Referring expression data —
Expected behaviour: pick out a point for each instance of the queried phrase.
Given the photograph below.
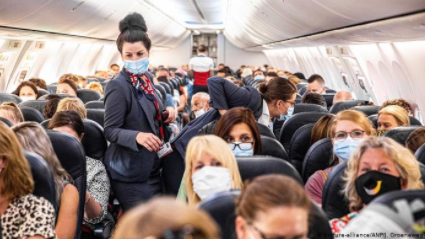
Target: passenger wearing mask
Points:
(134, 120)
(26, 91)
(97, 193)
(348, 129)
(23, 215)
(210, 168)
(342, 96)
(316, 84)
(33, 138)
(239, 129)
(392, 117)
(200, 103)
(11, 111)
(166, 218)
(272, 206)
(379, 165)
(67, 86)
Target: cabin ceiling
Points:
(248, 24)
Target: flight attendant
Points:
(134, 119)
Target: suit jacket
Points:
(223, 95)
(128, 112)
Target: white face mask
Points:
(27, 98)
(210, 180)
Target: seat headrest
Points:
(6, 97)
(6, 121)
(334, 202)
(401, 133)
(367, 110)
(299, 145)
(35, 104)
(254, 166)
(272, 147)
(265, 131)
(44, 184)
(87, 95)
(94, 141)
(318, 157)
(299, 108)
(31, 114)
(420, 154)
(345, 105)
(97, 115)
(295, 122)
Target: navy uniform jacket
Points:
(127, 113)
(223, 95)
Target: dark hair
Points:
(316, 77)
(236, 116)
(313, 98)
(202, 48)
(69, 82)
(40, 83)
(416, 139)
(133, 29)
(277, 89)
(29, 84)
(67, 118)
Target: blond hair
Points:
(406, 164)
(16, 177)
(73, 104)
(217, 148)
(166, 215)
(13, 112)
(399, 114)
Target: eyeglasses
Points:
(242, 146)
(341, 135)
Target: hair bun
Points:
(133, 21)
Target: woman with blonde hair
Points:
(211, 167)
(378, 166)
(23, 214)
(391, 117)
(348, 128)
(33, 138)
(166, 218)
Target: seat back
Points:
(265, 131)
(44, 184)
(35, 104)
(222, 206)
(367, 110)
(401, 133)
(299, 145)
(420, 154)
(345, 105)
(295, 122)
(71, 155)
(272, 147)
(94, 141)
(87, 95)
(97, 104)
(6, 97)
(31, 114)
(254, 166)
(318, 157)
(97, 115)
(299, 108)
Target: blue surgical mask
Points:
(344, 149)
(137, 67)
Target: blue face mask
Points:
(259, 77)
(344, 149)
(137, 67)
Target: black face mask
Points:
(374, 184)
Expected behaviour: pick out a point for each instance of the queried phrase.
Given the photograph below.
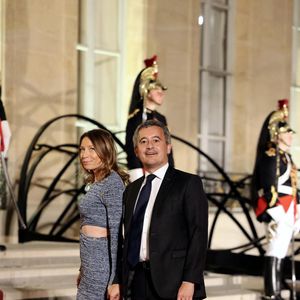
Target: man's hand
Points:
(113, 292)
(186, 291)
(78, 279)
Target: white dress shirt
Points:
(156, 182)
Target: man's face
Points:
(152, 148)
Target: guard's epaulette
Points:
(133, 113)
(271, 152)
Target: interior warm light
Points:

...

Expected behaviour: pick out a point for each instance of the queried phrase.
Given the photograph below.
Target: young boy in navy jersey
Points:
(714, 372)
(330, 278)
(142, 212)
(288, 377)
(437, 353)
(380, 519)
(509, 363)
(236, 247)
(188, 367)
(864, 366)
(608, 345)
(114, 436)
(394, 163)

--

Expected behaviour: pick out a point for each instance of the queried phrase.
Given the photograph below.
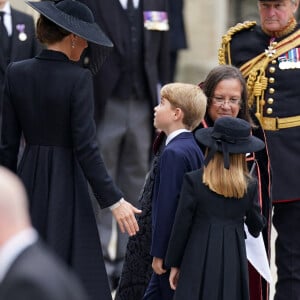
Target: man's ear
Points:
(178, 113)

WORK ITEM — In the entries above, find each line with the word "seat" and return it.

REPLY —
Target: seat headrest
Target: seat back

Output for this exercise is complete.